**Material provided:**
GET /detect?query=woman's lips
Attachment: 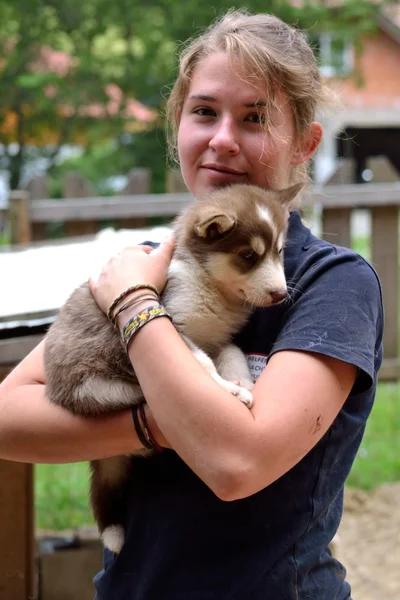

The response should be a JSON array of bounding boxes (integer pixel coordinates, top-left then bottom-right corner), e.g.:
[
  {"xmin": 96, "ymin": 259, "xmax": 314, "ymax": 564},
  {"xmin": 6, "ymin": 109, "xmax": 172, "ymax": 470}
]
[{"xmin": 201, "ymin": 164, "xmax": 247, "ymax": 183}]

**Your objective:**
The complete set of records should be written out again, pictures excluded.

**Your solution:**
GET /detect?query=woman's lips
Attachment: 

The response should be a JSON array of bounding boxes (integer pixel coordinates, top-left then bottom-right corner), e.g.:
[
  {"xmin": 96, "ymin": 259, "xmax": 314, "ymax": 564},
  {"xmin": 6, "ymin": 109, "xmax": 172, "ymax": 470}
]
[{"xmin": 201, "ymin": 164, "xmax": 247, "ymax": 183}]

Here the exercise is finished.